Then we might write:
void subtract(Array &a, Array &b) { try { negate(b); add(a, b); // Assuming we have defined // void add(Array &, Array &); } catch (Array::Error &e) { e.print_reason(); } // Subsequent code }
Note the use of virtual functions to allow a specific message to be printed without the handler knowing which of the Array::Error classes it has caught.
To be able to do this, you must catch a reference to the exception, not simply the exception. The latter would just cause the sub-class (e.g. the base Error part) of a derived class (e.g. Range) to be copied to a new base object without the information specific to the derived class.
Multiple inheritance is also often useful for exception types.
Multiple handlers
Only being able to handle one type of exception, or those derived from it, would be a little restrictive, so you can have a chain of handlers:
{ try { // ... } catch (type1) { // ... } catch (type2) { // ... } // ... catch (...) { // ... } }
The final catch statement with an ellipsis (...) is not my abbreviation. This stands for catch any type.
The syntax is reminiscent of a switch...case statement, but the differences are:
Each handler has its own scope.
When program flow reaches the end of a handler, none of the others are executed (whereas in a case statement you'd have to add break).
The catch-all handler, catch (...) is analogous to switch...case's default.
Handlers must be in a sensible order to avoid writing ones which can never get executed. This means that handlers for derived classes must go before their derived classes, and a (...) handler must be the last one for any try block.
Rethrowing an exception
A throw statement with no operand rethrows the last exception:
throw; // Rethrow last exception
A good use for this would be a situation like:
void g() { // Set up something special try { // ... } catch (...) { // Clear up the special something throw; // Let caller deal with // the exception } // Clear up the special something } void f() { try { g(); } // Many useful handlers }
throw on its own can only be called from a handler or from a function that is directly or indirectly called by a handler. Otherwise terminate() is called (see below).

* **Work to complete**
A. Translate this sentence from the C++ exception-handling passage into Spanish: "Multiple inheritance is also often useful for exception types."
B. Write the next few sentences of the C++ exception-handling passage, picking up after its last sentence.
The listing that comes next is separate from the C++ exception-handling passage.

* **Given data**
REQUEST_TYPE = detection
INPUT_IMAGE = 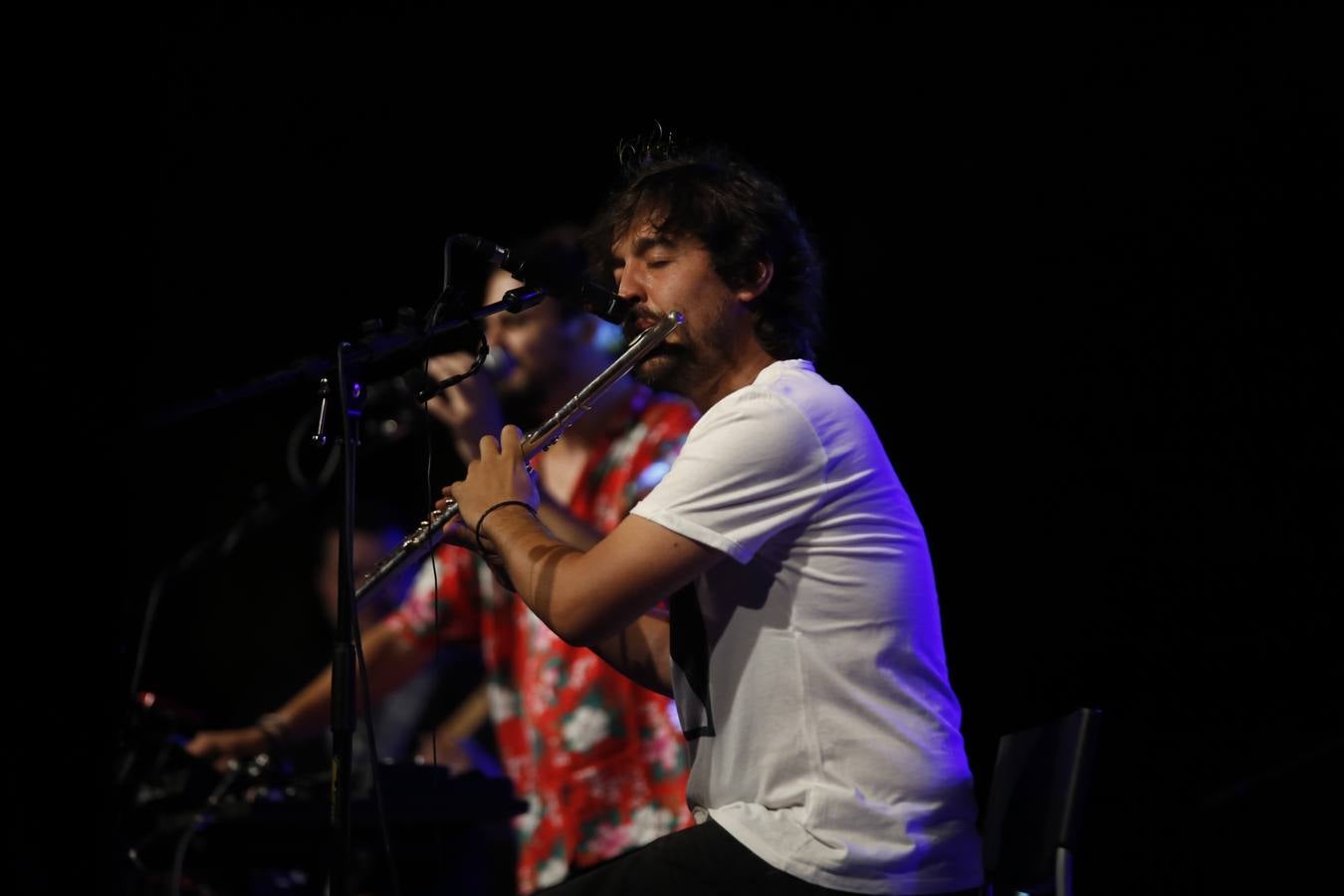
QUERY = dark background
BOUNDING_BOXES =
[9,5,1341,893]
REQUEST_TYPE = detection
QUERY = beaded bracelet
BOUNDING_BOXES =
[476,499,537,550]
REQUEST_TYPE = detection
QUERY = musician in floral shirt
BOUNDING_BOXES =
[188,240,695,893]
[387,258,695,893]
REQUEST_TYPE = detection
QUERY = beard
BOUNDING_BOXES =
[634,343,695,395]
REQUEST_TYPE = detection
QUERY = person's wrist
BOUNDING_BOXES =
[476,499,537,551]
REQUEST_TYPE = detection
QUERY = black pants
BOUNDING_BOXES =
[537,818,980,896]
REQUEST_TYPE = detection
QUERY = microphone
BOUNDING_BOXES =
[396,345,518,404]
[450,234,634,324]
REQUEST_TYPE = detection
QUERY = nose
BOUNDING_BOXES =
[615,265,649,308]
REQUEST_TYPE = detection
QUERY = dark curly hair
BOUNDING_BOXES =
[586,137,821,360]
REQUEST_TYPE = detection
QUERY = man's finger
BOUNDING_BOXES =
[500,423,523,455]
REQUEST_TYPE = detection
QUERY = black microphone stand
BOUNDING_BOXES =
[141,236,566,896]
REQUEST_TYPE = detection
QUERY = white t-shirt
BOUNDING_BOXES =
[633,360,982,893]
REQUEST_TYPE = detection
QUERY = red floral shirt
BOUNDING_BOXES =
[388,387,695,893]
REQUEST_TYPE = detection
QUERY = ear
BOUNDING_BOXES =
[734,258,775,303]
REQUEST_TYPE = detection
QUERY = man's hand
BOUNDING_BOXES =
[435,426,541,543]
[187,726,270,772]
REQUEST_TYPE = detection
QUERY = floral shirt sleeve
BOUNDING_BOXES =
[378,388,695,893]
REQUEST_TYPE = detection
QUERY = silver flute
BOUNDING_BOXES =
[354,306,686,604]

* **Task-by-task results**
A. La herencia múltiple también suele ser útil para los tipos de excepción.

B.
One thing to remember is that the whole exception (i.e. all of a derived class) is rethrown even if only a base class was caught.
Uncaught exceptions
If an exception is not caught, the terminate() function is called. By default terminate() (defined void terminate(void);) calls abort() which abruptly terminates the program.
As with operator new, it is possible to replace terminate. The following is provided:
typedef void (*PFV)(); PFV set_terminate(PFV);
The return value is the previously registered handler. Unfortunately, I cannot tell you in which header the above is defined because Acorn C++ does not provide it.
By the time terminate() is called, all automatic variables should have been destructed, but you may have some global objects which need to be destructed. Therefore, a practical strategy might be:
// Putting it all in a class keeps // things tidy class MyTerminate { static PFV old_terminate; static void my_terminate(); MyTerminate() { if (!old_terminate) old_terminate = set_terminate(my_terminate); } } my_terminate; PFV MyTerminate::old_terminate = 0; void MyTerminate::my_terminate() { set_terminate(old_terminate); exit(0); }
The reason my_terminate() restores the original function is that, otherwise, if a destructor called by exit() caused terminate() to be called again, there might be an infinite loop.
Resource acquisition is initialisation
Exceptions have led to a programming style known as 'resource acquisition is initialisation'. Whenever a function or block acquires a resource at its beginning, such as claiming some memory or opening a file, and it is released at its end, care should be taken that an exception will also cause the resource to be released. One way would be to wrap the resource acquisition and release in the constructor and destructor of an automatic variable, but to avoid introducing many trivial classes, it can be preferable to write something like:
void f() { char *workspace = new char[256]; try { // Use workspace } catch (...) { delete[] workspace; throw; } delete[] workspace; }
Exceptions and constructors
Exceptions make it much easier to handle errors from constructors. Constructors do not have a return value, so without them, a programmer has to resort to providing error flags; the stream libraries do this.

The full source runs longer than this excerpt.